Exercise task>
Write out the whole listing word for word.

□ □ □ □

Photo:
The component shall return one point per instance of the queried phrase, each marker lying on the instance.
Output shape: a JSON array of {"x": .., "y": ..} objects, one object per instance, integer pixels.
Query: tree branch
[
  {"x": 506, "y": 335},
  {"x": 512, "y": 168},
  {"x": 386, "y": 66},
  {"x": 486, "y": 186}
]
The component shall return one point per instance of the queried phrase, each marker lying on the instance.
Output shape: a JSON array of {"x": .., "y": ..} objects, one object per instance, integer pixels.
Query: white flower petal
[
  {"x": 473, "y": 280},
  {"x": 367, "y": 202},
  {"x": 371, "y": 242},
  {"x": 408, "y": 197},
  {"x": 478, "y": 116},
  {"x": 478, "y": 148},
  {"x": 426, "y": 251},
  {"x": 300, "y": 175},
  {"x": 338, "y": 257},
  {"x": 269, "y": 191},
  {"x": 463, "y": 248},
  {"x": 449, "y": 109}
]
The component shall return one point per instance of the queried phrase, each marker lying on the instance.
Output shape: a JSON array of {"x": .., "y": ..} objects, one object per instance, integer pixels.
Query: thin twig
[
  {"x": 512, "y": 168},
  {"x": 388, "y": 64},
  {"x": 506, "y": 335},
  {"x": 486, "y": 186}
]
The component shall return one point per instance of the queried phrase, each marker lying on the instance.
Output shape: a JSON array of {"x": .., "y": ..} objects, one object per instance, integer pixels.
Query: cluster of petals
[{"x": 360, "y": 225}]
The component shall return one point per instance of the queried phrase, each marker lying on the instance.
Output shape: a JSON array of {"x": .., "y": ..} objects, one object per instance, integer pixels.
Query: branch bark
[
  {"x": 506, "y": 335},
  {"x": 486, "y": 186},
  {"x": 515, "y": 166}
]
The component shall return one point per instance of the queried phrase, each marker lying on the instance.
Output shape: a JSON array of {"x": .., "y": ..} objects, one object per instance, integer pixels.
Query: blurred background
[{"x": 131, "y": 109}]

□ □ □ □

Written answer>
Photo:
The component shall return one point per instance of the queried phrase, each marker lying on the instance.
Output shape: a JSON array of {"x": .., "y": ..} objects, one object per instance, integer pixels.
Query: tree branch
[
  {"x": 506, "y": 335},
  {"x": 512, "y": 168},
  {"x": 386, "y": 66},
  {"x": 486, "y": 186}
]
The component shall return one point per instance of the queried phrase, each marker lying on the instance.
Output shape: a JSON array of {"x": .., "y": ..} objects, one object per instance, integer pixels.
Query: white flower petal
[
  {"x": 473, "y": 280},
  {"x": 367, "y": 202},
  {"x": 371, "y": 242},
  {"x": 408, "y": 197},
  {"x": 478, "y": 116},
  {"x": 478, "y": 148},
  {"x": 426, "y": 251},
  {"x": 300, "y": 175},
  {"x": 338, "y": 257},
  {"x": 269, "y": 191},
  {"x": 463, "y": 248},
  {"x": 449, "y": 109}
]
The component shall return one point per instance of the queried phrase, each marker lying on the instance.
Output shape: a JSON array of {"x": .., "y": ..} objects, one object per instance, integer pixels.
Query: thin twig
[
  {"x": 512, "y": 168},
  {"x": 388, "y": 64},
  {"x": 506, "y": 335},
  {"x": 486, "y": 186}
]
The component shall return one point per instance of the queried phrase, each marker lying on the instance.
Output shape: a JSON array of {"x": .., "y": ..} objects, one object per instance, integer pixels.
Query: cluster of petals
[{"x": 360, "y": 225}]
The component shall return one point per instance of the queried phrase, each marker lying on the instance.
Output shape: a JSON array of {"x": .., "y": ..} objects, one object per instance, integer pixels.
Query: branch bark
[
  {"x": 506, "y": 335},
  {"x": 486, "y": 186},
  {"x": 515, "y": 166}
]
The component shall return one point per instance of the queried phrase, each marker lying on the instance.
Output shape: a JSON array of {"x": .., "y": ..} objects, one object per instance, integer pixels.
Query: blurred background
[{"x": 131, "y": 109}]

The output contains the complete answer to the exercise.